** Data for processing **
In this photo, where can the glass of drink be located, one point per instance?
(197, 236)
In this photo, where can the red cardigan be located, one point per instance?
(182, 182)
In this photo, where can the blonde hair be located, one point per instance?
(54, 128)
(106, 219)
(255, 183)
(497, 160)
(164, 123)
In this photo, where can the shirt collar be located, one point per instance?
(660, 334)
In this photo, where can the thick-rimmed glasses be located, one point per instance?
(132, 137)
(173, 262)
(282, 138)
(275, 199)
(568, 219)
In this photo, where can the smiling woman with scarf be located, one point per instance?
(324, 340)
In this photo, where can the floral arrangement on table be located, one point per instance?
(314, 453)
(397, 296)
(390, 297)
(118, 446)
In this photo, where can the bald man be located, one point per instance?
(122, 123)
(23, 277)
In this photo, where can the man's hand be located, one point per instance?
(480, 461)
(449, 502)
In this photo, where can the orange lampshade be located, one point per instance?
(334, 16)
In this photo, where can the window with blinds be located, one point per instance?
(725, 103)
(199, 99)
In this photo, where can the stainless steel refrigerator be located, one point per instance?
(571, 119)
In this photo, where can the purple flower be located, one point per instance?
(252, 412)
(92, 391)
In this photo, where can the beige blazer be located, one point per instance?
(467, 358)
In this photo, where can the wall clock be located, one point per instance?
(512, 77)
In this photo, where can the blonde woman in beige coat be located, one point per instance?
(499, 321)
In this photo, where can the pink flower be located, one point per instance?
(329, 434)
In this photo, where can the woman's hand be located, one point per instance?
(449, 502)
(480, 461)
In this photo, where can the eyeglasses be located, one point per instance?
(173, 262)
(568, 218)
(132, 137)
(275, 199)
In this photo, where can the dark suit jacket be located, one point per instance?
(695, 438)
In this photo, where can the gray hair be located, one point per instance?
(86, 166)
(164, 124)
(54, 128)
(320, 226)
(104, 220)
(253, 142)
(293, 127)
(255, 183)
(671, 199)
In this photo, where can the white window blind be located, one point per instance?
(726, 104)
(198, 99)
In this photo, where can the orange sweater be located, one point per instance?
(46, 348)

** Set problem **
Turn the data into a Markdown table with the columns Number and Entry. Start at the line that contains "In this photo, where can the gray", include every line through the end of the data, give each line its own numbered row, and skip any blank lines.

** Exercise response **
| Number | Entry |
|---|---|
| 1 | In this photo, where can the gray hair be located, one point per instance? |
| 2 | (86, 166) |
| 3 | (164, 124) |
| 4 | (54, 128) |
| 5 | (320, 226) |
| 6 | (104, 220) |
| 7 | (253, 142) |
| 8 | (293, 127) |
| 9 | (255, 183) |
| 10 | (671, 199) |
| 11 | In this photo, where can the white window blind be located, one point per instance? |
| 12 | (726, 104) |
| 13 | (198, 99) |
| 14 | In this photo, where can the orange sweater be located, one point per instance? |
| 15 | (46, 348) |